*Supplied material:*

■ ■ ■ ■ ■

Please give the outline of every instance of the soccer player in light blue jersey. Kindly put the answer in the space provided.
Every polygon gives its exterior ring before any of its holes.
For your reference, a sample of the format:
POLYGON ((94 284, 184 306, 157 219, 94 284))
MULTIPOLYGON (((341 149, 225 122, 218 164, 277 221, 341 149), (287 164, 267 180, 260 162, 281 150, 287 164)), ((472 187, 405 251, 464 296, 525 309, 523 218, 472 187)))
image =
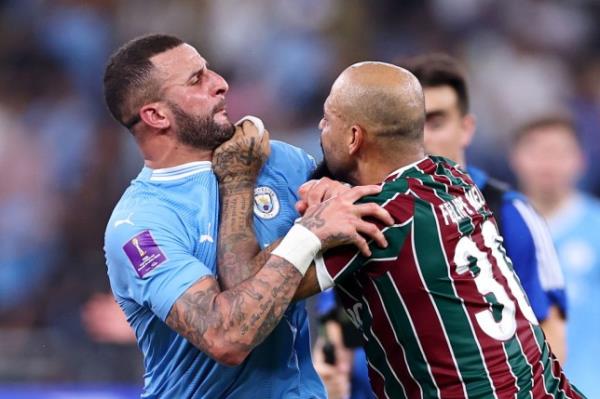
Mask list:
POLYGON ((548 221, 565 272, 569 299, 565 372, 590 398, 598 398, 600 201, 577 188, 586 173, 581 146, 572 120, 548 114, 517 130, 510 159, 519 186, 548 221))
MULTIPOLYGON (((318 250, 353 243, 368 251, 359 232, 374 232, 385 244, 361 217, 387 213, 353 205, 379 187, 357 188, 292 227, 296 190, 312 159, 273 142, 264 163, 268 133, 229 122, 227 83, 178 38, 150 35, 125 44, 109 60, 104 88, 109 110, 145 161, 105 236, 112 291, 144 355, 142 397, 325 397, 304 305, 288 305, 318 250), (219 147, 211 163, 215 148, 232 136, 237 140, 219 147), (223 248, 217 270, 219 188, 231 194, 223 206, 254 200, 261 246, 290 230, 272 254, 256 255, 256 241, 239 237, 237 252, 223 248), (243 270, 231 267, 240 260, 243 270)), ((252 226, 248 215, 238 219, 231 223, 252 226)), ((223 227, 227 232, 227 221, 223 227)))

■ ■ ■ ■ ■

*Problem to work on:*
Transcribe each entry precisely as given, leaving the pictures out.

*The completed task:*
Please give the outline of every instance of the soccer player in light blue jersey. Kindly put the answer in the space provided.
Every polygon gives its exterior ring before any of its holes.
For your reference, a sample of the format:
POLYGON ((94 284, 184 306, 157 219, 94 284))
MULTIPOLYGON (((341 149, 225 122, 218 164, 277 221, 341 149), (287 164, 267 180, 260 162, 281 150, 287 164)), ((472 187, 405 251, 464 296, 525 309, 523 218, 472 187)))
image =
Mask list:
POLYGON ((548 221, 565 272, 569 299, 565 372, 590 398, 598 398, 600 201, 577 188, 586 173, 581 146, 572 120, 548 114, 517 130, 510 159, 519 186, 548 221))
MULTIPOLYGON (((318 250, 353 243, 368 251, 359 232, 374 232, 385 244, 361 217, 387 213, 353 205, 379 187, 357 188, 292 227, 296 190, 312 159, 273 142, 264 163, 268 133, 229 122, 227 83, 178 38, 150 35, 125 44, 109 60, 104 88, 109 110, 145 161, 105 236, 112 291, 144 355, 142 397, 325 397, 304 305, 288 305, 318 250), (219 147, 211 163, 215 148, 232 136, 237 140, 219 147), (223 248, 217 270, 219 188, 231 194, 223 206, 254 200, 261 246, 290 230, 272 254, 256 255, 256 241, 239 237, 237 252, 223 248), (243 270, 231 267, 240 260, 243 270)), ((252 226, 248 215, 238 219, 231 223, 252 226)), ((223 227, 227 232, 227 221, 223 227)))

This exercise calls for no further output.